begin Source extract

[StarCluster] Star cluster issues when running MIST over the cloud

Wed Jul 24 06:05:37 EDT 2013

Thanks Again Rayson,

Yet even with your generous help I am still stuck. Perhaps you can look at
what I am doing and correct me.

I tried running the commands you suggested to reconfigure the scheduler and
it seems the system hangs on me.

Here is what I did:

1. Created a 1 node cluster.
2. Copied the configuration file to my machine using:
 starcluster get myscluster /opt/sge6/default/common/sched_configuration .
3. Modified line 12 in sched_configuration to read
schedd_job_info TRUE
4. Copied the modified sched_configuration file to the default local
directory on the cluster using:
starcluster put mycluster sched_configuration .
5. run the configuration command you suggested:
starcluster sshmaster mycluster "qconf -msconf sched_configuration"

The system hangs in the last stage and does not return unless I press
control break - even control C does not work. I waited a few minutes then
terminated the cluster. I double checked this behavior using the -u root
argument when running the commands to ensure root privileges.

end Source extract

### Required task 1
Shorten the paragraph of the StarCluster thread that begins "The system hangs in the last stage", keeping its main facts.
The StarCluster thread and these records have no connection to each other.

begin Data entries

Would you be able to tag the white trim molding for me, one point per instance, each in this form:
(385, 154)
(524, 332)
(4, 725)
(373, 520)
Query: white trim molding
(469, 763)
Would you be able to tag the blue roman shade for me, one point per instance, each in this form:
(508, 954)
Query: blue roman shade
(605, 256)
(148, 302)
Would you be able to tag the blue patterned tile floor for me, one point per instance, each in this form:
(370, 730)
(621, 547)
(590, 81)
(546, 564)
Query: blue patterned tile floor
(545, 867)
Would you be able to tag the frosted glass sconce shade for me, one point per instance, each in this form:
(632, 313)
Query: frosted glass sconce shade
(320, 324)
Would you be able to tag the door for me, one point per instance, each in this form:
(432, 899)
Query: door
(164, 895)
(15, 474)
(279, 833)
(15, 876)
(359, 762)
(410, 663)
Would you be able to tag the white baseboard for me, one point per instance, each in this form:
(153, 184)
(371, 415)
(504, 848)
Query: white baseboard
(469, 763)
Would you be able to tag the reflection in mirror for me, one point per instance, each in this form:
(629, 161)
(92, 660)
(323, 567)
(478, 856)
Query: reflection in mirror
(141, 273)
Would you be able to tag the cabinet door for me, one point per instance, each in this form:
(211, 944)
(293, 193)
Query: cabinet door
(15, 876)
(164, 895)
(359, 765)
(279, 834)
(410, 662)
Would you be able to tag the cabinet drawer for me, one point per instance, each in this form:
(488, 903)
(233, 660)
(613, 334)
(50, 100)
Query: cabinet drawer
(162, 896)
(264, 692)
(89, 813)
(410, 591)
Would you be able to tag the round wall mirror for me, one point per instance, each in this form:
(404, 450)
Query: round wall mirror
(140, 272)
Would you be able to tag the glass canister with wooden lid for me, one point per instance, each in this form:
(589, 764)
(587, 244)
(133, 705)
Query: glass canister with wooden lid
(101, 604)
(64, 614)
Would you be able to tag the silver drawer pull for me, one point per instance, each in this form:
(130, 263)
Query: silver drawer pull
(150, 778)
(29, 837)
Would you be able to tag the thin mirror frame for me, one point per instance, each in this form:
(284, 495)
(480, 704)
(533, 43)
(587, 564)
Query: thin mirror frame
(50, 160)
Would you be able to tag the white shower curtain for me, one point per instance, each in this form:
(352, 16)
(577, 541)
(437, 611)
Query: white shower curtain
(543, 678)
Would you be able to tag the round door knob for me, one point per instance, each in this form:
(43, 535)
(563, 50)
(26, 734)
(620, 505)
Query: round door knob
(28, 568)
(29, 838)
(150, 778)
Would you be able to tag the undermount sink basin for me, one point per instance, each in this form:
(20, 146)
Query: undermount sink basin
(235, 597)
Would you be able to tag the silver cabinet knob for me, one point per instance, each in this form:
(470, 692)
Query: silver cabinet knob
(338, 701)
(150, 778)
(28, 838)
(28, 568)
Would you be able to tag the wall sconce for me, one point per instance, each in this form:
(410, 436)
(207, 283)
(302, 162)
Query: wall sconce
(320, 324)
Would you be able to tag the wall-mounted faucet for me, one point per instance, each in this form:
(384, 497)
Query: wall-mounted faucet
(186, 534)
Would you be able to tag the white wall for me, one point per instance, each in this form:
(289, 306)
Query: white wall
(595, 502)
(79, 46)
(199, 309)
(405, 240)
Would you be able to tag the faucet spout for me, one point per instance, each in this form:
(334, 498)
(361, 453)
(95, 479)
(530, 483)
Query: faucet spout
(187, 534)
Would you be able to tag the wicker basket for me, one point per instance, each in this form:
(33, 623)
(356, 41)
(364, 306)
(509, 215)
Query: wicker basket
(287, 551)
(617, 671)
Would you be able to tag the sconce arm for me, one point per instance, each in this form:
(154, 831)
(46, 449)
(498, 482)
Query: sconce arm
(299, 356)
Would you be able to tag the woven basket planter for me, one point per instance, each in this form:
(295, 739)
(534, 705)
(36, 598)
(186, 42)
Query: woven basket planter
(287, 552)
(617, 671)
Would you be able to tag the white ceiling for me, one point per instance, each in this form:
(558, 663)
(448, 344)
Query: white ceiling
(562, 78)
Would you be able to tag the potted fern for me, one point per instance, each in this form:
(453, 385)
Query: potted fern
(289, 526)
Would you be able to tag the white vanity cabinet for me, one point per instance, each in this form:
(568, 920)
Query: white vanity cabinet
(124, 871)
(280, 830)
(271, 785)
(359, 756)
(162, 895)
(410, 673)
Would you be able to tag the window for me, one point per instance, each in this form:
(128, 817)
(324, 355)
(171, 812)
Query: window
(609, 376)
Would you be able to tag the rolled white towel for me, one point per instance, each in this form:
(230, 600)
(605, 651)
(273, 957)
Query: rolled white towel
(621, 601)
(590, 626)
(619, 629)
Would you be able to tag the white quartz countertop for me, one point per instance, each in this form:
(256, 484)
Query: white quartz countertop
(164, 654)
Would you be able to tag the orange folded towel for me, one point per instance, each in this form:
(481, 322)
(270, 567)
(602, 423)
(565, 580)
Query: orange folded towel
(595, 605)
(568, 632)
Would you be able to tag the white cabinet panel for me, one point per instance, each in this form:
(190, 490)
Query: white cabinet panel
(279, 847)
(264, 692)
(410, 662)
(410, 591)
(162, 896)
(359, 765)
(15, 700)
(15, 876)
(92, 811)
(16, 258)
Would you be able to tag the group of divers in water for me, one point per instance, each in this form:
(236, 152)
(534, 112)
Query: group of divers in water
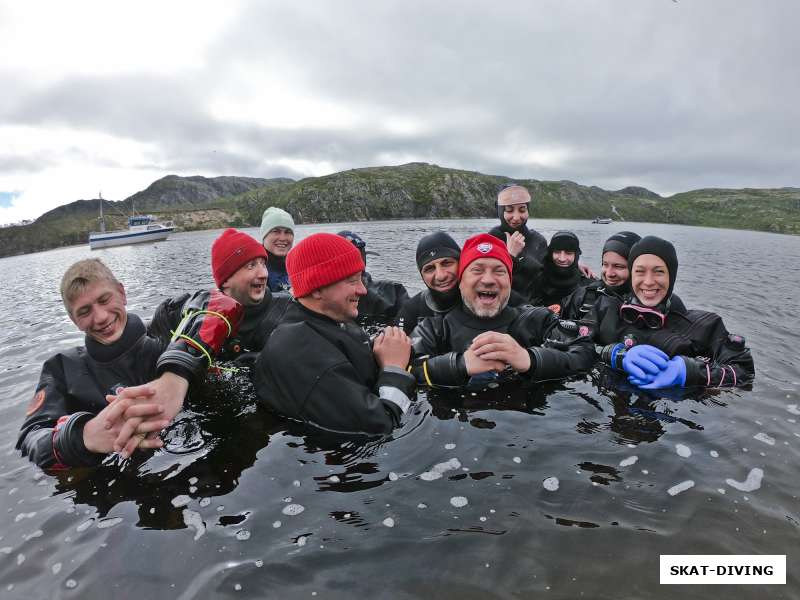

end Data entries

### Required task 2
In the records, from the line containing "Would you be able to tag the white quartz" through the end of the records, switch "Query" to "Target" and give those lines again with nothing else changed. Leave the picture out.

### Final result 1
The system hangs at the final step. It returns only on control break, not control C. After waiting a few minutes, the writer terminated the cluster. Rerunning the commands with the -u root argument for root privileges confirmed the same behavior.

### Final result 2
Would you be able to tag the white quartz countertop for me, one point per instance, each in this form:
(256, 484)
Target: white quartz countertop
(164, 654)
Would you be able to tag the orange folded towel for me, one point per instance, each in this form:
(481, 322)
(270, 567)
(602, 423)
(565, 580)
Target: orange folded towel
(595, 605)
(568, 632)
Would you be able to tag the white cabinet panel for me, one point per instance, each in this form:
(190, 490)
Target: white cabinet panel
(279, 847)
(264, 692)
(410, 662)
(410, 591)
(162, 896)
(359, 765)
(15, 700)
(15, 876)
(92, 811)
(16, 258)
Would you be able to tag the group of divers in water for me, one point per instance, each in this form:
(236, 152)
(534, 112)
Target: group of divers in water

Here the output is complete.